-- Start of Record excerpts --

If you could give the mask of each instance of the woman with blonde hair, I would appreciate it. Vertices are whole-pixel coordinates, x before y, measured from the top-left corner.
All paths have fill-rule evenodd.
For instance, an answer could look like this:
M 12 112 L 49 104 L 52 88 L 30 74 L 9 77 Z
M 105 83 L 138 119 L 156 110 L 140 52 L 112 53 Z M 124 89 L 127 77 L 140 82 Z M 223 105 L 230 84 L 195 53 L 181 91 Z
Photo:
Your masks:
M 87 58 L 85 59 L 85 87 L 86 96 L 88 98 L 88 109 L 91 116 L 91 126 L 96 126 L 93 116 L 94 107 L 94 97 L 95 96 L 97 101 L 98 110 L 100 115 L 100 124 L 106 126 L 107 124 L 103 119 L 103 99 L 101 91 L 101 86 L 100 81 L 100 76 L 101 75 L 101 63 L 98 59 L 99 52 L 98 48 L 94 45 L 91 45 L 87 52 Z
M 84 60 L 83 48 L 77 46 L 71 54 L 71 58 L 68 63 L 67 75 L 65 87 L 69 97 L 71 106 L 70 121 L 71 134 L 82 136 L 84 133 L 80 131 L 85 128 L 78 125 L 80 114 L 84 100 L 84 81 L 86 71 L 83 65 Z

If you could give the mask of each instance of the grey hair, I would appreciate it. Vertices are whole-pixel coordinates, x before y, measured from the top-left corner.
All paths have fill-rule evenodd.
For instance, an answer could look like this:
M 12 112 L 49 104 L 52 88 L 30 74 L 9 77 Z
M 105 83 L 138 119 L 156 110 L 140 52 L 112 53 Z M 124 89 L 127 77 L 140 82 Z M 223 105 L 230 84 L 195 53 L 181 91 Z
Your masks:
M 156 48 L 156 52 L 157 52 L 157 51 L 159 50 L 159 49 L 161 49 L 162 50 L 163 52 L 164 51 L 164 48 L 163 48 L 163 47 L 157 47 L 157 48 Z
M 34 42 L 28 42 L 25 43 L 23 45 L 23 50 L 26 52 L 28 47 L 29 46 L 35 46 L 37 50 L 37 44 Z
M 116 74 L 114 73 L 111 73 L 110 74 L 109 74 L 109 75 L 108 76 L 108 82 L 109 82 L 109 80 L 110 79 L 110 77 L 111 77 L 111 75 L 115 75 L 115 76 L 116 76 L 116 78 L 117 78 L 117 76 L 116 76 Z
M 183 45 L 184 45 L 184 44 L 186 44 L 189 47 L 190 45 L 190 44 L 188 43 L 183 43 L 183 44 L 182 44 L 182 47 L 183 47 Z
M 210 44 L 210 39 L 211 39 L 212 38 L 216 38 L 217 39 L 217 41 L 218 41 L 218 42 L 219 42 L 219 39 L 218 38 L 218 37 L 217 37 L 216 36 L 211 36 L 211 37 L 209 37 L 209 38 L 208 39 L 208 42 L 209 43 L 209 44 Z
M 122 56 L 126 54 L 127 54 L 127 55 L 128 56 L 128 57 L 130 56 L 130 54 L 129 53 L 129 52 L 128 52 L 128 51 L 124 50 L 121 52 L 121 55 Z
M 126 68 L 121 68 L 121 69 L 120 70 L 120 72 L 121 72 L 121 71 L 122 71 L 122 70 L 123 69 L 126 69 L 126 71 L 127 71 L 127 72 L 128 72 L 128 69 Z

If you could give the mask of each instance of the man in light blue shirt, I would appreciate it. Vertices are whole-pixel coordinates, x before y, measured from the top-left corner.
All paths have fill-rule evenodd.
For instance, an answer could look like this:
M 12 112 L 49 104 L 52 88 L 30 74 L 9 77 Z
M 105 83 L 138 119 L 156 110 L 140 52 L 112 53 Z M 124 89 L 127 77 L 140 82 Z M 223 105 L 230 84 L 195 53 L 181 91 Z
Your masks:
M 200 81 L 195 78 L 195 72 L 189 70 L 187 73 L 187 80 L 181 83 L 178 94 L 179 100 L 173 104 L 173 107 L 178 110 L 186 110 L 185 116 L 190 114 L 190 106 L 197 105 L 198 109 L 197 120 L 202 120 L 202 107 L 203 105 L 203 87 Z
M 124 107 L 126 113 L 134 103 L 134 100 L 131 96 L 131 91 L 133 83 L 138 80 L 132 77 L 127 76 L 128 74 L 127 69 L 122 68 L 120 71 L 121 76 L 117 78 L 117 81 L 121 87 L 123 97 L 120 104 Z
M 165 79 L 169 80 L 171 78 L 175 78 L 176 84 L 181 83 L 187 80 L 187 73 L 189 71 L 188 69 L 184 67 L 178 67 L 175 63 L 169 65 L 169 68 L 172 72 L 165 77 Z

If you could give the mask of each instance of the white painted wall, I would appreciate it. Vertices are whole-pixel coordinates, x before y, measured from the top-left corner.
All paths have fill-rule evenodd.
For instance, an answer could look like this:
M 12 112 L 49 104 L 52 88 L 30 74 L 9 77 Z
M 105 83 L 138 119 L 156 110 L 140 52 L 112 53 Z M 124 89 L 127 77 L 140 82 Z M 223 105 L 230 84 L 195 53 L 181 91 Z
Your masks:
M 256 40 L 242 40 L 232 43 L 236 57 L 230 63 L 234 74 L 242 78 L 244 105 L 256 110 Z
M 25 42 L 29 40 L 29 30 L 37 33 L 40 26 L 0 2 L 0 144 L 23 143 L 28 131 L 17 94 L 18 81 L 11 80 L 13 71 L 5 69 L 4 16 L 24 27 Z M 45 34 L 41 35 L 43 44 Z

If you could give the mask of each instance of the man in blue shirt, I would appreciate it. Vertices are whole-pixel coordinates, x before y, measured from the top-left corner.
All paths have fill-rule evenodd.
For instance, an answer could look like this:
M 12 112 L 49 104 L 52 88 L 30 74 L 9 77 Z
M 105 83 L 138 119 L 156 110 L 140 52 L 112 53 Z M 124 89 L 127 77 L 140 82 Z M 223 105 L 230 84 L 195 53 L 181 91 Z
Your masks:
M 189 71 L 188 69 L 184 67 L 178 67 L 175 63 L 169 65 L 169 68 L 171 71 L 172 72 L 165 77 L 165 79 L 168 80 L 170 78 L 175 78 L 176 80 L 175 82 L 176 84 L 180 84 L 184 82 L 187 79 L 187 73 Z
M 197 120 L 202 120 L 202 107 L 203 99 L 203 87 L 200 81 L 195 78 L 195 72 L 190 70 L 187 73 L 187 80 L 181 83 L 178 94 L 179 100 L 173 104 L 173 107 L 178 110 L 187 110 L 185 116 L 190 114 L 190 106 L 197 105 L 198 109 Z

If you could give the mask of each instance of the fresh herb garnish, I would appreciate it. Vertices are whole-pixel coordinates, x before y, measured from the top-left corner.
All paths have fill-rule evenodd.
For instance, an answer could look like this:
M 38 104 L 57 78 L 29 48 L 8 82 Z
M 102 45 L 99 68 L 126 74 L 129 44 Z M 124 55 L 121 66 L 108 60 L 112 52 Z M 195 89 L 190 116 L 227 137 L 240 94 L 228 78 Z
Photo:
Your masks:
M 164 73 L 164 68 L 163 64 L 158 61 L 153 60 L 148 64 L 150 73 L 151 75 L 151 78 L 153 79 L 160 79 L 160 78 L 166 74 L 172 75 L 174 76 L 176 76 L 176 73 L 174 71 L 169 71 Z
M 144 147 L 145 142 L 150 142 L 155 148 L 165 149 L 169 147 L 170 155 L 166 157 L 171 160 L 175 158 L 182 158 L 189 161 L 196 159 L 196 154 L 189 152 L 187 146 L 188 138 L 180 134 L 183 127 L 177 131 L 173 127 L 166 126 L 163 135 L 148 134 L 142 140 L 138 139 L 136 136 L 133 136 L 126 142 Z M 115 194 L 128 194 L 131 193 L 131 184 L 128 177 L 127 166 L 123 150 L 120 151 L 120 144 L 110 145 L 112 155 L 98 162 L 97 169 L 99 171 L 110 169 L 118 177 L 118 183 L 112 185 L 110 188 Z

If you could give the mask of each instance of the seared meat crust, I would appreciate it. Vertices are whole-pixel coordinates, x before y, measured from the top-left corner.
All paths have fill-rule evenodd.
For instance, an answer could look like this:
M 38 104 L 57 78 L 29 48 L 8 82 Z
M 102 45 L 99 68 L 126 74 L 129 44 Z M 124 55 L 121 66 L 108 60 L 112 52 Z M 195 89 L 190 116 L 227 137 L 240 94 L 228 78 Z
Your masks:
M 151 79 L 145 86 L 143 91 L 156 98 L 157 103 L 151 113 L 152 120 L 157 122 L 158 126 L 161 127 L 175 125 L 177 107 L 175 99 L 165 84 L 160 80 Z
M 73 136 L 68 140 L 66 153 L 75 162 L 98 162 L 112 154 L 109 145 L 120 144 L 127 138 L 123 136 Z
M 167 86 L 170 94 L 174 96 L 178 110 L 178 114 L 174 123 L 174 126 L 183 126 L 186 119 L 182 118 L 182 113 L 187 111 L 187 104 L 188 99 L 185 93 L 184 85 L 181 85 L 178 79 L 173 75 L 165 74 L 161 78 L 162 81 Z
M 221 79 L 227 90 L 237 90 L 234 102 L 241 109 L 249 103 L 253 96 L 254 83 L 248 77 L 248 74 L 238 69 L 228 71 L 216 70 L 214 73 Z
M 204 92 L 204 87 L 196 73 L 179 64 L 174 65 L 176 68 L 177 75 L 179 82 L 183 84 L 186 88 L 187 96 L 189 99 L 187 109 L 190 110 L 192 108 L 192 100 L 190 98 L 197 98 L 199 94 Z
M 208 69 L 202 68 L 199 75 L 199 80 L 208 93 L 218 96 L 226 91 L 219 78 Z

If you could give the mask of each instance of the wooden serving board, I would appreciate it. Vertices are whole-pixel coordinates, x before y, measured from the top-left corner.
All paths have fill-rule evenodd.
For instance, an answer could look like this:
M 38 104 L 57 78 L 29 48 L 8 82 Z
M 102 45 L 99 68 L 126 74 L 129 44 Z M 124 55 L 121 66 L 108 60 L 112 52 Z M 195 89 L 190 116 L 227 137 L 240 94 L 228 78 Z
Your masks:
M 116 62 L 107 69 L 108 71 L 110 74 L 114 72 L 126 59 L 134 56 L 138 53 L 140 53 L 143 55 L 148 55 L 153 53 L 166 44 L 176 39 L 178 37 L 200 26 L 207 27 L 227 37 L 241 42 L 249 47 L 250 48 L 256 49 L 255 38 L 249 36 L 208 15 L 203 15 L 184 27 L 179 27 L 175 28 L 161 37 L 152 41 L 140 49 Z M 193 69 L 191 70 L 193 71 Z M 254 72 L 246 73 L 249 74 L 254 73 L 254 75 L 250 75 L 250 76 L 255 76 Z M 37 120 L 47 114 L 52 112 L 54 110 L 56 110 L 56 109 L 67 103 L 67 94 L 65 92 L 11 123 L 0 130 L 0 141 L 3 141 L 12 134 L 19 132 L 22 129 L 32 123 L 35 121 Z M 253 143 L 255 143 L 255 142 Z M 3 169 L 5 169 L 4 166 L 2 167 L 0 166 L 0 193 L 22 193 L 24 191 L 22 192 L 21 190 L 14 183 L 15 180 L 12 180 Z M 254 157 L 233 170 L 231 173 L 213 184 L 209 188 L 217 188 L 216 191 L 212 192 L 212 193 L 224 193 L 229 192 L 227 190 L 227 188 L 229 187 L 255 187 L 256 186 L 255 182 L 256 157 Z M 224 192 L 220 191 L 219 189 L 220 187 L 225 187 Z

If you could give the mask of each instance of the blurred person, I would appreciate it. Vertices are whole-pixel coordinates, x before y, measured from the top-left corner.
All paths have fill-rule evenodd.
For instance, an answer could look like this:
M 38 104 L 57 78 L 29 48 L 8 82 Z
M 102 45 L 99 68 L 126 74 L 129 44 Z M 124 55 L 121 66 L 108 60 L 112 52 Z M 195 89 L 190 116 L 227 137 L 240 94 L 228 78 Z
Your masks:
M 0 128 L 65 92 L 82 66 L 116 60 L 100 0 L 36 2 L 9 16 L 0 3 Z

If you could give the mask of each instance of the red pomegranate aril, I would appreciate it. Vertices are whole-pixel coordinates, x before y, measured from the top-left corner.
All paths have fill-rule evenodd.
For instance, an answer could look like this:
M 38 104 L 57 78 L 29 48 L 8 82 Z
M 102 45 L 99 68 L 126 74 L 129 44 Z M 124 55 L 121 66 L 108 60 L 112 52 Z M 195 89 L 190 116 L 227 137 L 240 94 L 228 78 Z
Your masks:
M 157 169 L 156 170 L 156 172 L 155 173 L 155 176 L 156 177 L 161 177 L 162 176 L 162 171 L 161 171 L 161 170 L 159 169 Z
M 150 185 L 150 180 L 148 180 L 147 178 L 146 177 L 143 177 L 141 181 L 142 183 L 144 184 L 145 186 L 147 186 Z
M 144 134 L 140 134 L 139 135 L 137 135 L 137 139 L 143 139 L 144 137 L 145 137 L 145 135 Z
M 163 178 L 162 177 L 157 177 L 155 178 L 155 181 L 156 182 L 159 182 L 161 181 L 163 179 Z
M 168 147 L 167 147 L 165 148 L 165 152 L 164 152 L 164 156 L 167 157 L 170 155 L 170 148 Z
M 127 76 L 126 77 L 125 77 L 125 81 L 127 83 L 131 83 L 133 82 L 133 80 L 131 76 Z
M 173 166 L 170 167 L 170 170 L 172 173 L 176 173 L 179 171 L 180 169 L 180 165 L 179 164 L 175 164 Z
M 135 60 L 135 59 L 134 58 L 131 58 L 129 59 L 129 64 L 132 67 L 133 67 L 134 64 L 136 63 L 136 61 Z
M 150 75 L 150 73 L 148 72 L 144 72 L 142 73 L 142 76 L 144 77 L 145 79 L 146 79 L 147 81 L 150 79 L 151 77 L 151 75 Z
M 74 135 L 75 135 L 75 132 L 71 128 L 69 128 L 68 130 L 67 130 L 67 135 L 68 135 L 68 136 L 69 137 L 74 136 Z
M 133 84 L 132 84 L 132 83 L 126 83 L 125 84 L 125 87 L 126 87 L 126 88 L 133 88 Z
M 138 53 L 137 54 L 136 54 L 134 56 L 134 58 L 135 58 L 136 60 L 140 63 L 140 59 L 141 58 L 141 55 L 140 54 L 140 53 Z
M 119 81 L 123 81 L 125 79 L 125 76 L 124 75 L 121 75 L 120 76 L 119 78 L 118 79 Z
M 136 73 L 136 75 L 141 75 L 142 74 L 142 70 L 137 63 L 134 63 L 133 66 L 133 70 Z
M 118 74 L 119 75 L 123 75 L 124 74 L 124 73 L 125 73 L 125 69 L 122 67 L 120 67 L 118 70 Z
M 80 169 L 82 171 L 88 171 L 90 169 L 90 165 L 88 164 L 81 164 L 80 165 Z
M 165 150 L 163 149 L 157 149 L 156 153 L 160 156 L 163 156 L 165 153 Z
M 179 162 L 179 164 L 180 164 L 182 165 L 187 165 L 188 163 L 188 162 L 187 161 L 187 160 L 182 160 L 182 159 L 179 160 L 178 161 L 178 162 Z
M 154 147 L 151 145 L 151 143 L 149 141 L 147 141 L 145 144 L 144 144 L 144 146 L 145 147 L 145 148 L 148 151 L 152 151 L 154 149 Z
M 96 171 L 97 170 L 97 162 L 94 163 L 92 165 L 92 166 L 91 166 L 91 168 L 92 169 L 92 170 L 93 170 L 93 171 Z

-- End of Record excerpts --

-- Exercise aim --
Rescale the lines from the one holding "of the seared" through the one holding "M 167 86 L 170", inclusive, and give back only those lines, requests included. Multiply every vertex coordinate in the answer masks by 0.75 and round to whole numbers with halves going up, leaving the requests and their format samples unchanged.

-- Response to this exercise --
If you could give the mask of each instance of the seared meat crust, I would appreciate it. Vertices are whole-pixel coordinates, x before y, measured from the top-left corner.
All paths have fill-rule evenodd.
For instance, an answer could look like this:
M 38 104 L 57 78 L 29 48 L 8 82 Z
M 102 45 L 99 68 L 126 74 L 129 44 Z M 124 55 L 121 66 L 108 60 L 112 52 Z M 195 89 L 190 116 L 227 137 L 240 94 L 228 78 Z
Your masks:
M 113 59 L 109 65 L 107 68 L 117 74 L 118 77 L 113 85 L 114 90 L 118 92 L 119 95 L 121 95 L 131 94 L 133 80 L 131 74 L 124 63 L 120 60 Z
M 55 102 L 51 105 L 50 115 L 56 122 L 74 122 L 84 116 L 82 109 L 90 108 L 95 104 L 92 102 Z
M 125 65 L 128 71 L 131 72 L 134 83 L 134 86 L 131 92 L 131 95 L 137 95 L 140 89 L 137 89 L 137 85 L 140 83 L 140 78 L 141 74 L 139 70 L 138 64 L 136 64 L 134 59 L 130 56 L 124 56 L 121 59 L 122 61 Z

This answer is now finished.